# WHAT YOU HAVE TO DO:
Return every entry below exactly as written.

# MATERIAL FOR THE TASK:
_ _ _ _ _ _ _

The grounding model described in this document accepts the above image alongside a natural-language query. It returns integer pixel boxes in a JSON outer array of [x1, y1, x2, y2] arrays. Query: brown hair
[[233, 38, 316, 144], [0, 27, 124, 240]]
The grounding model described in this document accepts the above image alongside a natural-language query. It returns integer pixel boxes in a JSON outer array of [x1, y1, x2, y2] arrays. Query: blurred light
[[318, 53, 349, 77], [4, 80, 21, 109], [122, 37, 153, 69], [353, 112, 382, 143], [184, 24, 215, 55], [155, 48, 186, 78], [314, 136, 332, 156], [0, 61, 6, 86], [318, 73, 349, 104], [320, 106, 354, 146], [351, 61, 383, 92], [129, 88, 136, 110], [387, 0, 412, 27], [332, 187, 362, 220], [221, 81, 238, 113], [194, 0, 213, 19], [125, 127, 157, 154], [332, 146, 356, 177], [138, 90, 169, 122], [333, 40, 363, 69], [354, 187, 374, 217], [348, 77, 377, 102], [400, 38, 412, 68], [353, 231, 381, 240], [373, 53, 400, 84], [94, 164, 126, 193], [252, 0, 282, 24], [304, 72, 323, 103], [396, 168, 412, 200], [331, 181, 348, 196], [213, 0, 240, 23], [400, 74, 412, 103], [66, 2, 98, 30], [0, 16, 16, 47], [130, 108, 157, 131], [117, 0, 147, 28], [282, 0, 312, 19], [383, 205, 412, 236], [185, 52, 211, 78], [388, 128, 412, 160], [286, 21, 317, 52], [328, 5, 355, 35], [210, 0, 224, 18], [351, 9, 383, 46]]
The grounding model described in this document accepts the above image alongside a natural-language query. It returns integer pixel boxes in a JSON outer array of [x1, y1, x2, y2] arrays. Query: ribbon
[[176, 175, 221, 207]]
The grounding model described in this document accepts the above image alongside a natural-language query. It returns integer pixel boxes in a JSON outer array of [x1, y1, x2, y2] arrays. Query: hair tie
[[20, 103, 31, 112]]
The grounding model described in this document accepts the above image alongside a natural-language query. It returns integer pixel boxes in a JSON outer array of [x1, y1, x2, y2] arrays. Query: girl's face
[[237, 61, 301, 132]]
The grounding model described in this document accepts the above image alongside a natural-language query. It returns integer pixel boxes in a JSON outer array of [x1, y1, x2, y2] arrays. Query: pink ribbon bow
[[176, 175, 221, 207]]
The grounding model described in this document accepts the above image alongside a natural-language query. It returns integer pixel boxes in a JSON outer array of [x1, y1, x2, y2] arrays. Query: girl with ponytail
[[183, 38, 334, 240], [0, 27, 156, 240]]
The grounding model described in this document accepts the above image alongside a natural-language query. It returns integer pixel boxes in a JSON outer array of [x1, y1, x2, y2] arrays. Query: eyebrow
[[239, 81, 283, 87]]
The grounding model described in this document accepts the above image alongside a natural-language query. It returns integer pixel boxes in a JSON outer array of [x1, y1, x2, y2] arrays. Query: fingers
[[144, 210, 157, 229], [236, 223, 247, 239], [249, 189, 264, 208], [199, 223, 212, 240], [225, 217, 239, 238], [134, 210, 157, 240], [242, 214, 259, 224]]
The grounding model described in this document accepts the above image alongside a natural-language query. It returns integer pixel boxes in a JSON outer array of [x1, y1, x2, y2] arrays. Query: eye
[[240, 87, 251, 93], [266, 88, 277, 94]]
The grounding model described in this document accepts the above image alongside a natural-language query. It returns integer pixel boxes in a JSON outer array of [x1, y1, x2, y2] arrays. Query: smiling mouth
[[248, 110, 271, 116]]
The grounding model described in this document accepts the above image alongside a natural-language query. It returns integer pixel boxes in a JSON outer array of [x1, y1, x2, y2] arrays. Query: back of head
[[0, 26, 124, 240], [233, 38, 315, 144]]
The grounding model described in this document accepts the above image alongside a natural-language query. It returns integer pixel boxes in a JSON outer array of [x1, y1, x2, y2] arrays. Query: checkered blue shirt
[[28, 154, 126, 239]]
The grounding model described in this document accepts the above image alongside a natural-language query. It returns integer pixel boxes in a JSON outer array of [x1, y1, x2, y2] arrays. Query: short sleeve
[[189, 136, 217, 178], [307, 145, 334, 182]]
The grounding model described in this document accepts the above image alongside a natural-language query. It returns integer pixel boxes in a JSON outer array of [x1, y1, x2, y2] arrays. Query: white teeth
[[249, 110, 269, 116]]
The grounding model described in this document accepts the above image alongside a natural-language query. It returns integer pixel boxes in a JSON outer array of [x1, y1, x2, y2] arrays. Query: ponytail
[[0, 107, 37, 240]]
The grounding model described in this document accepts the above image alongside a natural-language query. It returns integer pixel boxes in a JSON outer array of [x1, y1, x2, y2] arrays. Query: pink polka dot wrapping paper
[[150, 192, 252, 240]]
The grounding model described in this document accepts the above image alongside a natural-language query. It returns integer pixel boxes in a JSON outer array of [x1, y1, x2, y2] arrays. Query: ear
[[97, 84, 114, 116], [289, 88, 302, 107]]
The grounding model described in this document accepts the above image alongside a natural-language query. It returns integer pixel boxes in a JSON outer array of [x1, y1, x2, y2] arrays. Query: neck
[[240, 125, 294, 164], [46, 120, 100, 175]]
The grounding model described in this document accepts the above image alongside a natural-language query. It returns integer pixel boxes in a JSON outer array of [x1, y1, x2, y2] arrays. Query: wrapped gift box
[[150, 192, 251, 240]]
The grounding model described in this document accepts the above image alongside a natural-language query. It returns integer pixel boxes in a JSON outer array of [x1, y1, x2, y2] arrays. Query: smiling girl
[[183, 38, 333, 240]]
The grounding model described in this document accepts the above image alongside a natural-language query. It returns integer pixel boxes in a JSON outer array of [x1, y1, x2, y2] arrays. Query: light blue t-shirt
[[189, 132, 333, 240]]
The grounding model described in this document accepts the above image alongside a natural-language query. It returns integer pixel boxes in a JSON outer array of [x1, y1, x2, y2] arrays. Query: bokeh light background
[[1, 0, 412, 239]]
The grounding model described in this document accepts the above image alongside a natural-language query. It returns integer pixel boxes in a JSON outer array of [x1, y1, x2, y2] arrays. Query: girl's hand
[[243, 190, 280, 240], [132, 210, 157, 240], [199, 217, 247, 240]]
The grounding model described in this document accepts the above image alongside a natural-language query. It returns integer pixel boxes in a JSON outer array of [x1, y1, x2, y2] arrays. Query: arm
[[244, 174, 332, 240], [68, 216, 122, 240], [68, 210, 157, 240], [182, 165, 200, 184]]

_ _ _ _ _ _ _

# EXERCISE RESPONSE:
The grounding model described in this document accepts the above image alongside a natural-language query. It returns integer pixel boxes in a JSON outer array of [x1, y1, x2, y2] arrays. Query: brown hair
[[233, 38, 316, 144], [0, 27, 124, 240]]
The grounding model described in this document accepts the above image alongside a natural-language query. It returns integer pixel boxes in a JSON outer array of [x1, y1, x2, y2] arrays. Query: blurred light
[[318, 53, 349, 77], [4, 80, 21, 109], [122, 37, 153, 69], [353, 112, 382, 143], [184, 24, 215, 55], [155, 48, 186, 78], [314, 136, 332, 156], [0, 61, 6, 86], [318, 73, 349, 104], [320, 106, 354, 146], [351, 61, 383, 92], [129, 88, 136, 110], [387, 0, 412, 27], [332, 187, 362, 220], [221, 81, 238, 113], [194, 0, 213, 19], [125, 127, 157, 154], [332, 146, 356, 177], [138, 90, 169, 122], [333, 40, 363, 69], [354, 187, 374, 217], [348, 77, 377, 102], [400, 38, 412, 68], [353, 231, 381, 240], [373, 53, 400, 84], [94, 164, 126, 193], [252, 0, 282, 24], [304, 72, 323, 103], [396, 168, 412, 200], [331, 181, 348, 196], [213, 0, 240, 23], [400, 74, 412, 103], [66, 2, 98, 30], [0, 16, 16, 47], [130, 108, 157, 131], [117, 0, 147, 28], [282, 0, 312, 19], [383, 205, 412, 236], [185, 52, 211, 78], [388, 128, 412, 160], [286, 21, 317, 52], [328, 5, 355, 35], [210, 0, 224, 18], [351, 9, 383, 46]]
The grounding model described in this document accepts the above image alongside a natural-language query. It returns integer pixel boxes in a JSON outer array of [x1, y1, x2, y2] arrays. Query: ribbon
[[176, 175, 221, 207]]
The grounding model described in this document accepts the above image alongside a natural-language query. It returns integer pixel boxes in a JSON outer array of [x1, y1, x2, y2] arrays. Query: hair tie
[[20, 103, 31, 112]]
The grounding model described in this document accepts the above image alongside a natural-language query. It returns integer pixel boxes in a JSON outer array of [x1, y1, x2, y2] arrays. Query: girl's face
[[237, 61, 301, 132]]
The grounding model described in this document accepts the above image alongside a natural-language query. It returns integer pixel boxes in a JSON outer array of [x1, y1, x2, y2] arrays. Query: pink ribbon bow
[[176, 175, 221, 207]]
The grounding model described in this document accepts the above image alongside a natural-language query. It returns integer pixel boxes in a JSON outer array of [x1, y1, x2, y2] arrays. Query: girl with ponytail
[[183, 38, 334, 240], [0, 27, 156, 240]]
The grounding model described in this document accepts the above image alongside a natural-language query. It returns integer pixel boxes in a JSON outer array of [x1, y1, x2, y2] arrays. Query: eyebrow
[[239, 81, 283, 87]]
The grounding model described in this document accepts the above image alongside a natural-language query. It returns integer pixel boxes in a JSON outer array of [x1, y1, x2, y2] arrays. Query: fingers
[[144, 210, 157, 229], [236, 223, 247, 239], [249, 189, 264, 208], [199, 223, 212, 240], [225, 217, 239, 238], [134, 210, 157, 240], [242, 214, 259, 224]]
The grounding model described in this document accepts the above image alongside a natural-language query. It returns integer pixel boxes in a JSON outer array of [x1, y1, x2, y2] arrays. Query: eye
[[240, 87, 251, 93], [266, 88, 277, 94]]
The grounding model described in this document accepts the above image alongside a natural-language query. It returns integer pixel boxes in a JSON outer array of [x1, y1, x2, y2] arrays. Query: smiling mouth
[[248, 110, 271, 116]]
The grounding model described in this document accepts the above image alongside a natural-language query. It returns integer pixel boxes in a JSON outer array of [x1, y1, x2, y2] arrays. Query: back of head
[[0, 26, 124, 240], [233, 38, 315, 144]]
The grounding model described in this document accepts the above image alongside a natural-language query. It returns integer pixel boxes in a JSON outer array of [x1, y1, x2, y2] arrays. Query: checkered blue shirt
[[28, 154, 126, 239]]
The grounding model described in this document accepts the above image alongside a natural-language query. It returns integer pixel boxes in a JSON outer array of [x1, y1, x2, y2] arrays. Query: short sleeve
[[189, 136, 217, 178], [307, 145, 334, 182]]
The grounding model described in this document accepts the above image alongside a natural-language query. It returns integer pixel boxes in a JSON outer array of [x1, y1, x2, y2] arrays. Query: white teeth
[[249, 110, 269, 116]]
The grounding model described in this document accepts the above image alongside a natural-language query. It returns integer pixel boxes in a JSON outer array of [x1, y1, x2, y2] arrays. Query: ponytail
[[0, 107, 37, 240]]
The grounding model described in this document accepts the above image alongside a natural-language query. It returns integer pixel boxes in a JSON outer array of [x1, y1, x2, y2] arrays. Query: pink polka dot wrapping paper
[[150, 192, 252, 240]]
The grounding model described in this document accepts the above image alongside a natural-language query. It returns integer pixel boxes in a JSON outer array of [x1, y1, x2, y2] arrays. Query: ear
[[97, 84, 114, 116], [289, 88, 302, 107]]
The grounding model described in this document accepts the above image alongside a natural-language query. It returns integer pixel boxes in a JSON outer array of [x1, y1, x2, y2] arrays. Query: neck
[[240, 125, 294, 164], [46, 120, 100, 175]]
The grounding model described in this document accepts the above image alongside a natural-language query. It returns integer pixel boxes in a JSON outer array of [x1, y1, x2, y2] arrays. Query: wrapped gift box
[[150, 192, 251, 240]]
The grounding model described in this document accepts the above image alongside a natural-language query. It returns integer pixel boxes in a JSON outer array of [x1, y1, x2, y2] arrays. Query: smiling girl
[[183, 38, 333, 240]]
The grounding model described in this document accepts the above image alongside a natural-language query. It returns integer pixel boxes in a JSON outer array of [x1, y1, x2, y2] arrays. Query: light blue t-shirt
[[189, 132, 333, 240]]
The grounding model described in this document accepts the above image alongside a natural-language query. It returns integer pixel boxes in a JSON outer array of [x1, y1, x2, y2] arrays. Query: bokeh light background
[[1, 0, 412, 239]]
The grounding model described in this document accepts the above image alongside a natural-language query. It returns integer pixel boxes in a JSON outer array of [x1, y1, x2, y2] arrays. Query: girl's hand
[[243, 190, 280, 240], [132, 210, 157, 240], [199, 217, 247, 240]]
The grounding model described in this document accepts the above image alongside a natural-language query. It returns integer pixel boxes in a JSON outer array of [x1, y1, x2, y2] arrays. Query: arm
[[244, 174, 332, 240], [68, 216, 122, 240], [68, 210, 157, 240], [182, 165, 200, 184]]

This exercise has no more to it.